— TASK BRIEF —
Reproduce the lines of the items below, from the line containing "Give bounding boxes for unopened" through the line containing "[0,0,300,349]", both included.

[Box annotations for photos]
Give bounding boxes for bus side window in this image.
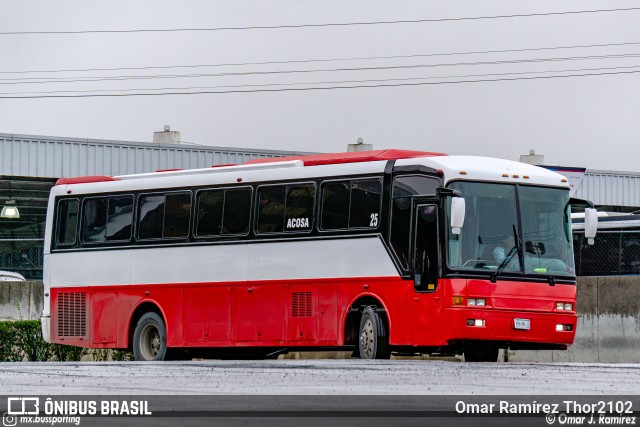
[162,192,191,239]
[390,175,440,269]
[222,188,251,235]
[196,190,224,237]
[138,194,164,239]
[258,185,286,233]
[105,196,133,242]
[320,182,351,230]
[349,179,382,228]
[285,184,316,231]
[82,197,109,243]
[56,199,80,246]
[320,179,382,230]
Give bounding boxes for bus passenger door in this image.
[411,202,443,346]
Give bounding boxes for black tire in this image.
[358,306,391,359]
[132,313,167,361]
[464,347,500,362]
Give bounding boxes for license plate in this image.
[513,319,531,331]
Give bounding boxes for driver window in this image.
[413,205,438,292]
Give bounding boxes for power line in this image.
[0,53,640,85]
[0,7,640,35]
[0,70,640,99]
[0,42,640,74]
[0,65,640,95]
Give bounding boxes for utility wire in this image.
[0,65,640,95]
[0,42,640,74]
[0,7,640,36]
[0,53,640,85]
[0,70,640,99]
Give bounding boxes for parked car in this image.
[0,270,25,282]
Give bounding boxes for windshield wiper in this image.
[491,225,522,283]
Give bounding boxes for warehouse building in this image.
[0,132,306,280]
[0,135,640,279]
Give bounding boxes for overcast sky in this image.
[0,0,640,171]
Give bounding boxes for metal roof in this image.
[0,133,309,178]
[575,169,640,211]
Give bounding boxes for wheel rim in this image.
[360,319,375,359]
[140,325,161,360]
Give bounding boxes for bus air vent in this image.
[58,292,87,337]
[291,292,311,317]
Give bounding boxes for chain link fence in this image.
[0,238,44,280]
[573,229,640,276]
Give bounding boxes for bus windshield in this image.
[447,181,575,276]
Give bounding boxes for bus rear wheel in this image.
[358,306,391,359]
[464,347,500,362]
[133,313,167,361]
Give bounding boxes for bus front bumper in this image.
[40,316,51,344]
[444,308,578,345]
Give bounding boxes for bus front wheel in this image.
[358,306,391,359]
[464,347,500,362]
[133,313,167,361]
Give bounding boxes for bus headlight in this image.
[467,298,487,307]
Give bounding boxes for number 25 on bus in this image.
[42,150,595,361]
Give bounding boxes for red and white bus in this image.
[42,150,592,361]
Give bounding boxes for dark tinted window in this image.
[82,198,109,243]
[196,190,224,237]
[106,196,133,241]
[320,179,382,230]
[285,184,316,231]
[82,196,133,243]
[320,182,351,230]
[258,184,315,233]
[138,192,191,239]
[391,175,440,268]
[138,194,164,239]
[56,200,80,246]
[222,188,251,234]
[258,186,286,233]
[162,193,191,239]
[349,179,382,228]
[197,188,251,237]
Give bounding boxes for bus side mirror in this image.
[584,208,598,245]
[451,197,466,234]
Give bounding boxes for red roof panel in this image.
[245,149,446,166]
[56,175,118,185]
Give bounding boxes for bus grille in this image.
[58,292,87,337]
[291,292,311,317]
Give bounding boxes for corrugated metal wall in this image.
[575,170,640,207]
[0,133,306,178]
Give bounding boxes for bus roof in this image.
[56,149,447,185]
[244,149,447,166]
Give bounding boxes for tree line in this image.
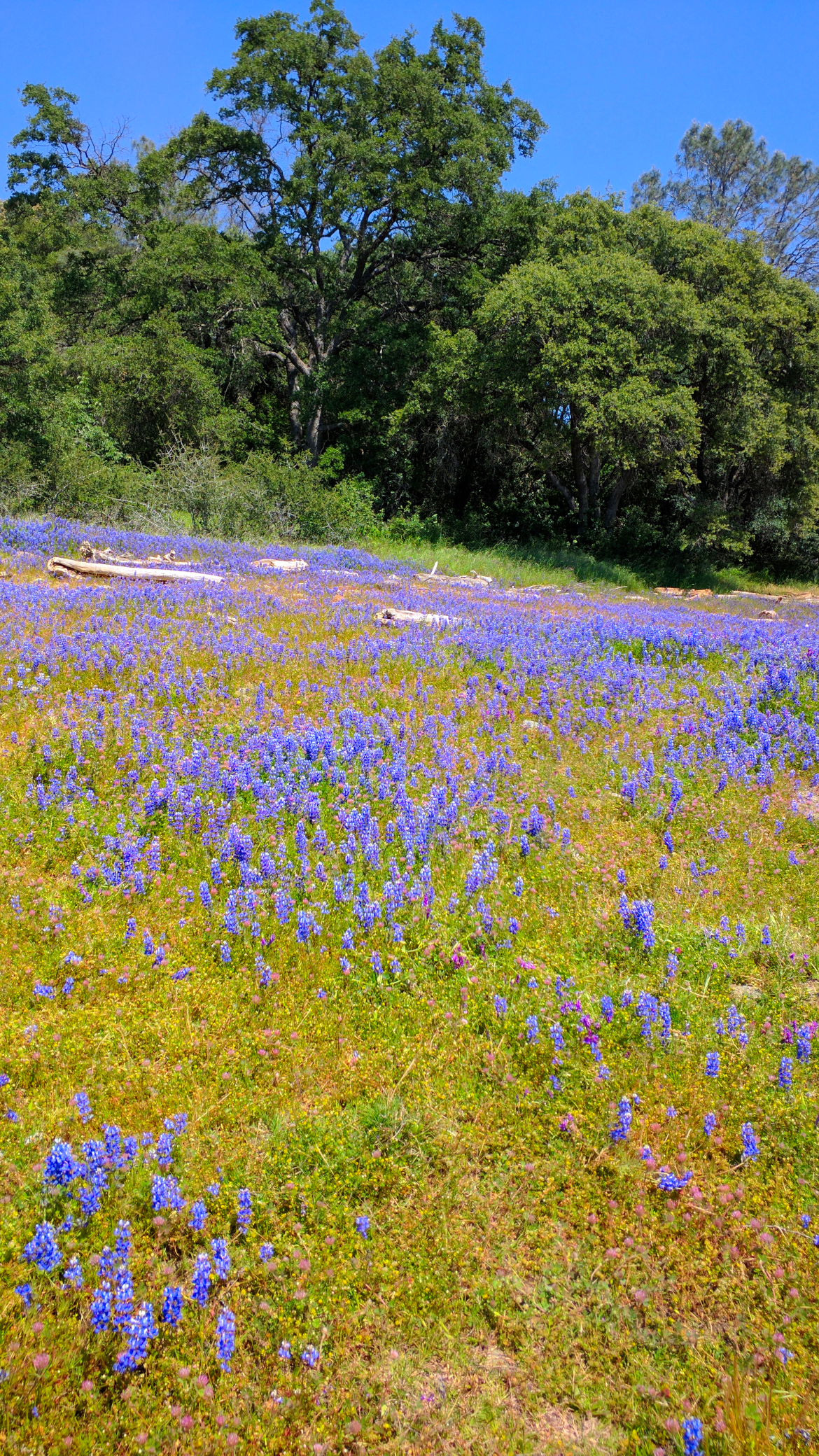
[0,0,819,575]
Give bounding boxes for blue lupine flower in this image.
[113,1264,134,1329]
[210,1239,230,1280]
[741,1123,760,1159]
[150,1175,185,1213]
[216,1309,236,1370]
[42,1139,80,1188]
[23,1223,63,1274]
[777,1057,793,1091]
[156,1133,174,1168]
[609,1096,634,1143]
[113,1305,156,1375]
[659,1002,672,1045]
[682,1415,702,1456]
[159,1284,182,1328]
[236,1188,253,1233]
[191,1254,213,1305]
[90,1284,112,1335]
[188,1198,207,1233]
[657,1168,694,1193]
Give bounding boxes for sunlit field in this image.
[0,523,819,1456]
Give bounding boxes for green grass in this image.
[0,546,819,1456]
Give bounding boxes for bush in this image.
[146,445,377,545]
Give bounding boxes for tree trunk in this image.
[568,405,589,534]
[603,470,633,531]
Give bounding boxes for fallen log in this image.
[376,607,461,627]
[251,556,307,570]
[80,542,192,568]
[415,570,493,587]
[46,556,225,582]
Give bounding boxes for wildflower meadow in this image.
[0,520,819,1456]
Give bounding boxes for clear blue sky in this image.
[0,0,819,195]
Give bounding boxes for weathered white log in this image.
[252,556,307,570]
[80,542,192,569]
[47,556,225,582]
[415,570,493,587]
[376,607,461,627]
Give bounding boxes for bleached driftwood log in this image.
[415,564,493,587]
[251,556,307,570]
[376,607,461,627]
[80,542,192,570]
[46,556,225,584]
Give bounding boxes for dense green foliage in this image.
[0,0,819,577]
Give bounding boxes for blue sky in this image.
[0,0,819,195]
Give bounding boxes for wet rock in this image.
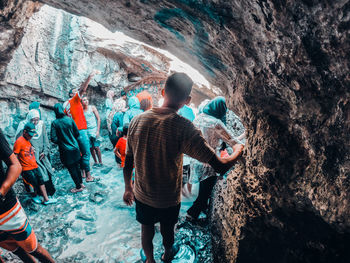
[75,211,96,222]
[89,192,108,205]
[1,0,350,263]
[84,223,97,235]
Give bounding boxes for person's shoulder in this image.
[173,114,193,126]
[14,136,25,147]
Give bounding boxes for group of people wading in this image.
[0,72,244,263]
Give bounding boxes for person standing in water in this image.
[51,103,85,193]
[63,71,99,182]
[123,73,243,263]
[13,122,57,205]
[0,130,55,263]
[81,95,103,166]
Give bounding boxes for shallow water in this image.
[6,152,212,263]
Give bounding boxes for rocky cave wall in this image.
[0,0,350,262]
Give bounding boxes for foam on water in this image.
[13,152,211,263]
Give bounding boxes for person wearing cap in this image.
[13,122,57,205]
[105,89,115,119]
[123,73,243,263]
[63,70,100,182]
[107,91,127,148]
[0,130,55,263]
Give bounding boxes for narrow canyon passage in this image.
[0,0,350,263]
[4,151,212,263]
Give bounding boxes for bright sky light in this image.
[84,18,210,88]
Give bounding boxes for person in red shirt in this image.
[13,122,57,205]
[0,129,55,263]
[114,124,129,168]
[63,71,100,182]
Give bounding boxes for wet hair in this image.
[140,99,152,111]
[68,88,75,96]
[220,142,227,151]
[122,123,129,136]
[165,72,193,103]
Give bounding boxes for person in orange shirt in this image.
[63,70,101,182]
[136,90,153,111]
[13,122,57,205]
[0,129,55,263]
[114,125,129,168]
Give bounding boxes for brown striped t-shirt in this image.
[126,108,215,208]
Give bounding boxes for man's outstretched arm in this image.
[209,144,244,174]
[0,153,22,196]
[78,70,99,96]
[123,155,134,206]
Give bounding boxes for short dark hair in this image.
[140,99,152,111]
[122,123,129,136]
[68,88,75,96]
[165,72,193,103]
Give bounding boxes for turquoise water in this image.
[12,152,211,263]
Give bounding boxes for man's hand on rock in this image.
[123,190,135,206]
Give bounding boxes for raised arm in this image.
[123,155,135,206]
[209,144,244,174]
[215,121,240,147]
[92,106,101,138]
[78,71,97,96]
[51,123,58,144]
[0,153,22,196]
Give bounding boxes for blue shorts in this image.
[89,136,101,148]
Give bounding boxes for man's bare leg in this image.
[160,223,175,261]
[95,147,102,164]
[29,243,55,263]
[39,184,49,202]
[90,147,97,164]
[141,224,155,263]
[13,247,36,263]
[85,171,94,182]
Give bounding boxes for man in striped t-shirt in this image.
[123,73,243,263]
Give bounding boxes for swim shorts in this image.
[0,200,38,253]
[135,199,181,225]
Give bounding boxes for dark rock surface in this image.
[1,0,350,262]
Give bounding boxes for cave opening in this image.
[0,5,244,262]
[0,0,350,263]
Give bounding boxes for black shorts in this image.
[182,164,191,186]
[22,168,45,191]
[135,198,181,225]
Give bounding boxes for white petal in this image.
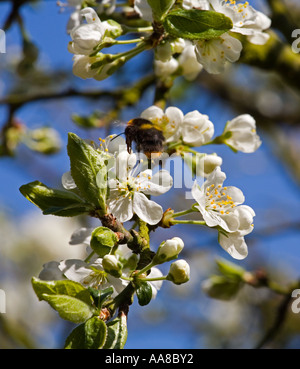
[133,192,163,225]
[192,181,205,214]
[141,105,164,122]
[80,7,101,25]
[134,0,153,22]
[147,268,163,299]
[143,170,173,196]
[234,205,255,236]
[219,232,248,260]
[182,110,214,146]
[107,190,133,223]
[61,172,77,190]
[204,167,226,189]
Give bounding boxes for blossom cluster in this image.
[20,0,270,348]
[68,0,271,81]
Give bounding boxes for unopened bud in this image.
[153,237,184,264]
[167,260,190,284]
[204,154,223,176]
[102,255,122,278]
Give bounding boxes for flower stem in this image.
[139,276,167,282]
[84,251,96,263]
[114,38,143,45]
[120,275,133,282]
[122,25,153,35]
[172,208,196,218]
[170,220,206,225]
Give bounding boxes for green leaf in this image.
[164,9,233,40]
[31,277,92,306]
[103,314,128,349]
[90,227,118,258]
[20,181,91,217]
[147,0,175,21]
[67,133,107,215]
[136,282,152,306]
[85,316,107,349]
[64,316,107,350]
[88,287,114,309]
[42,294,93,324]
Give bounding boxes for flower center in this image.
[205,184,236,214]
[152,115,176,134]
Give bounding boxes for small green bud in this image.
[102,255,122,278]
[23,127,61,155]
[91,227,118,257]
[167,260,190,284]
[202,275,243,301]
[153,237,184,264]
[105,19,123,38]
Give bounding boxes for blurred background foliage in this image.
[0,0,300,349]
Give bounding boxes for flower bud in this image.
[91,227,118,258]
[167,260,190,284]
[204,154,223,176]
[24,127,61,155]
[153,237,184,264]
[102,255,122,278]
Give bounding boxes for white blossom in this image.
[196,0,271,74]
[223,114,262,153]
[141,105,184,142]
[203,154,223,177]
[97,0,117,15]
[134,0,153,22]
[181,110,214,146]
[107,152,173,224]
[58,258,128,297]
[192,167,245,232]
[154,58,179,80]
[178,44,203,81]
[192,167,255,259]
[196,33,243,74]
[68,8,106,55]
[209,0,271,45]
[219,205,255,260]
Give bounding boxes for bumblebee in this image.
[124,118,165,158]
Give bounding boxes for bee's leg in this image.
[126,137,132,154]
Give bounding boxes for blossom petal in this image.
[133,192,163,225]
[147,267,163,299]
[182,110,214,146]
[143,170,173,196]
[107,190,133,223]
[219,232,248,260]
[141,105,164,122]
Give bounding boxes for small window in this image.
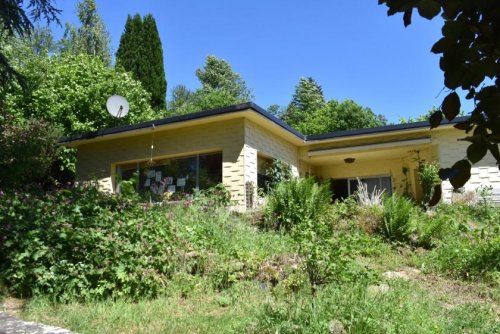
[332,176,392,200]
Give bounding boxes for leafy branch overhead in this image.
[379,0,500,188]
[0,0,61,88]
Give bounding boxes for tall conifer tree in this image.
[116,14,167,110]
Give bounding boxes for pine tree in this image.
[141,15,167,109]
[283,77,326,126]
[196,56,252,102]
[116,14,167,110]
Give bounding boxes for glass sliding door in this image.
[117,152,222,195]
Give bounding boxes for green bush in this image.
[379,195,421,242]
[194,183,231,208]
[264,159,293,192]
[0,187,174,300]
[264,178,332,231]
[418,160,441,203]
[0,117,61,189]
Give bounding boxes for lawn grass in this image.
[23,279,500,334]
[23,282,269,334]
[0,192,500,334]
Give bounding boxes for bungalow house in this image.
[61,103,500,210]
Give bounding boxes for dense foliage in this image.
[280,78,387,135]
[0,0,61,91]
[0,188,177,299]
[0,117,61,189]
[5,54,155,135]
[282,77,326,127]
[379,0,500,189]
[116,14,167,110]
[265,178,332,231]
[59,0,111,66]
[0,187,286,300]
[296,100,387,135]
[168,56,252,115]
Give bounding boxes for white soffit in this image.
[307,137,431,157]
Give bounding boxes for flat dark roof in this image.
[59,102,467,144]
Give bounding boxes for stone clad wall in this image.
[77,118,249,207]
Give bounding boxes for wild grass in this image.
[0,185,500,334]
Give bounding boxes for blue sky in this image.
[47,0,467,122]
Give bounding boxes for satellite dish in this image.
[106,95,129,118]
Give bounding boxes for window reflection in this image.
[117,152,222,195]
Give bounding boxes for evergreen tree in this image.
[283,77,326,126]
[196,56,252,102]
[116,14,167,110]
[141,15,167,109]
[60,0,111,66]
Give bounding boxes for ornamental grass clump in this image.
[264,178,332,231]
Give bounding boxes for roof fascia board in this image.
[307,137,432,157]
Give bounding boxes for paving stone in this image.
[0,312,75,334]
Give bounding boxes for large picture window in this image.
[117,152,222,195]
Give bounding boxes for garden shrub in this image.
[265,159,293,192]
[195,183,231,208]
[379,194,420,242]
[418,160,441,203]
[264,178,332,231]
[0,187,174,300]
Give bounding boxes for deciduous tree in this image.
[5,54,155,135]
[379,0,500,190]
[60,0,111,66]
[0,0,61,88]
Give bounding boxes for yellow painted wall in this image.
[77,118,249,207]
[315,147,436,199]
[431,128,500,201]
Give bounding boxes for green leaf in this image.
[427,183,443,206]
[467,143,488,164]
[453,122,472,131]
[450,159,472,189]
[403,9,413,27]
[429,110,443,129]
[441,92,460,121]
[431,37,455,54]
[488,144,500,165]
[417,0,441,20]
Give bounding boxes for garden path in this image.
[0,312,72,334]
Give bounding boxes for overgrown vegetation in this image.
[0,183,500,333]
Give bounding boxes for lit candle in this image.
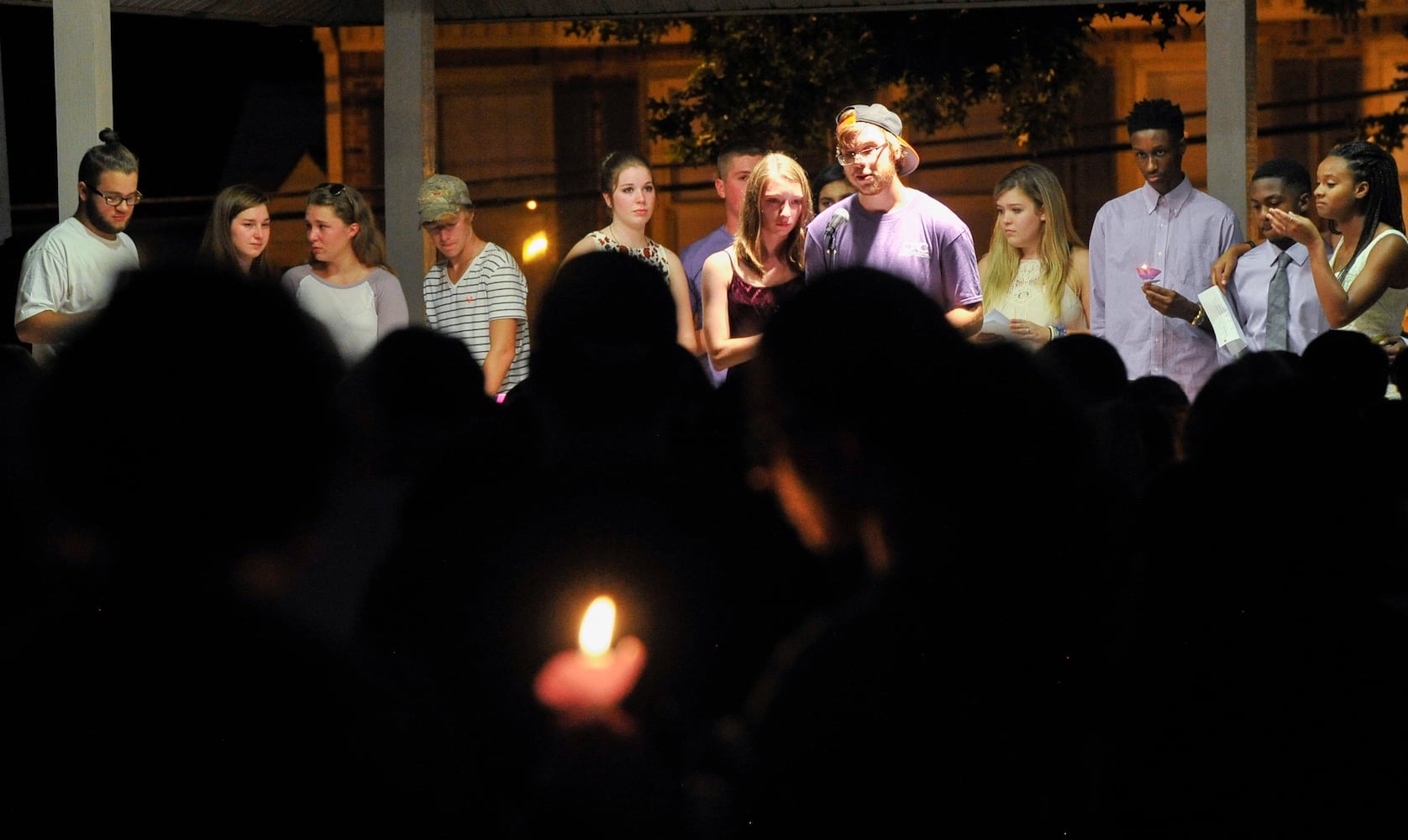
[533,596,645,712]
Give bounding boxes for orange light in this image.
[577,596,615,659]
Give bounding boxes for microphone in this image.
[827,207,850,271]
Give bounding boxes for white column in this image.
[0,36,14,244]
[381,0,435,323]
[54,0,113,221]
[1206,0,1256,232]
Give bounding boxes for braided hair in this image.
[1327,141,1404,272]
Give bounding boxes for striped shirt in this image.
[421,242,529,394]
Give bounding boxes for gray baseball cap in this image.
[415,175,475,223]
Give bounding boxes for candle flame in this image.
[577,596,615,656]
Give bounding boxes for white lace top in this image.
[983,259,1089,329]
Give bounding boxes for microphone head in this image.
[827,207,850,231]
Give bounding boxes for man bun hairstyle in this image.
[79,128,138,187]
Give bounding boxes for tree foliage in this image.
[569,0,1408,163]
[569,3,1187,163]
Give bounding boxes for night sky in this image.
[0,6,325,206]
[0,6,327,342]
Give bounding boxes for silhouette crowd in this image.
[0,252,1408,840]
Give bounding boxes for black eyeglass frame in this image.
[83,184,142,207]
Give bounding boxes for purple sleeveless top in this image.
[728,266,806,338]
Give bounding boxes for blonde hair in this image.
[733,152,812,275]
[983,163,1085,312]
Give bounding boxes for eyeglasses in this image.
[89,187,142,207]
[837,146,885,166]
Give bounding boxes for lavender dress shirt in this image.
[1090,176,1245,400]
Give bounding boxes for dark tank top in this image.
[728,255,804,338]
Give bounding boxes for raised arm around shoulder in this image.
[663,248,701,356]
[945,301,983,338]
[1212,242,1253,291]
[14,310,102,344]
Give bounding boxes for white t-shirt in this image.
[14,217,139,365]
[283,265,410,365]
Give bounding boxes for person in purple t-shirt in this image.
[806,102,983,336]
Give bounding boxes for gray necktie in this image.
[1266,250,1291,350]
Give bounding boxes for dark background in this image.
[0,6,327,342]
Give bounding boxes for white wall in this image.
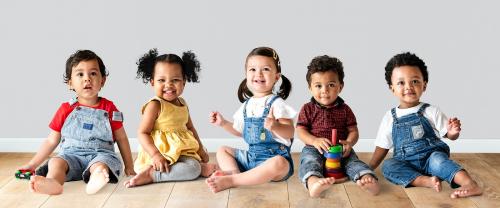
[0,0,500,151]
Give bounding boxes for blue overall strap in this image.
[418,103,430,116]
[262,95,278,118]
[391,108,398,121]
[243,98,250,119]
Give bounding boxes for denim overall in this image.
[236,96,293,180]
[382,103,462,187]
[36,99,122,183]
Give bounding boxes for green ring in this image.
[328,144,342,153]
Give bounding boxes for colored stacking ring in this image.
[325,161,340,169]
[329,145,342,153]
[325,152,342,160]
[325,173,345,179]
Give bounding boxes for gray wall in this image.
[0,0,500,139]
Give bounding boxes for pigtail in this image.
[276,74,292,100]
[136,48,158,84]
[238,78,253,103]
[182,51,201,82]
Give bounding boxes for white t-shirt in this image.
[233,95,297,146]
[375,103,448,149]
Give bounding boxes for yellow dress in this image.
[134,97,201,172]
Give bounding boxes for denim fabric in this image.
[40,103,122,183]
[235,96,293,180]
[299,145,376,188]
[382,103,462,187]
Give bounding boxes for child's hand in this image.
[339,140,352,157]
[312,138,332,154]
[151,153,169,172]
[208,111,225,126]
[446,117,462,140]
[125,167,137,176]
[198,148,210,163]
[264,108,278,131]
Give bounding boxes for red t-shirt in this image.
[297,97,357,143]
[49,98,123,139]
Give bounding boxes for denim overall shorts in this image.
[382,103,462,187]
[235,96,293,180]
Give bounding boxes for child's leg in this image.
[29,157,68,195]
[86,162,109,194]
[207,156,290,193]
[450,170,483,198]
[299,146,336,197]
[342,150,380,195]
[124,156,206,188]
[216,146,240,175]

— THE ANSWER —
Give bounding boxes for unopened bud in this image.
[153,237,184,264]
[167,260,190,284]
[204,154,223,176]
[102,255,122,278]
Give bounding boxes for flower stem in this image.
[139,276,167,282]
[84,251,96,263]
[114,38,143,45]
[120,275,133,282]
[122,25,153,35]
[172,208,196,218]
[170,220,206,225]
Give bounding boxes for green leaf in this image.
[164,9,233,40]
[31,277,92,306]
[103,314,128,349]
[90,227,118,258]
[20,181,91,217]
[147,0,175,21]
[67,133,107,215]
[136,282,152,306]
[85,316,107,349]
[64,316,107,350]
[88,287,114,309]
[42,294,93,324]
Give bounding boxes for flower center in this image.
[205,184,236,214]
[152,115,176,134]
Give bounding boxes for small green bud in this image.
[102,255,122,278]
[23,127,61,155]
[91,227,118,257]
[167,260,190,284]
[202,275,243,301]
[153,237,184,264]
[105,19,123,38]
Give bounding boxes for blurred background foliage in this image.
[0,0,300,349]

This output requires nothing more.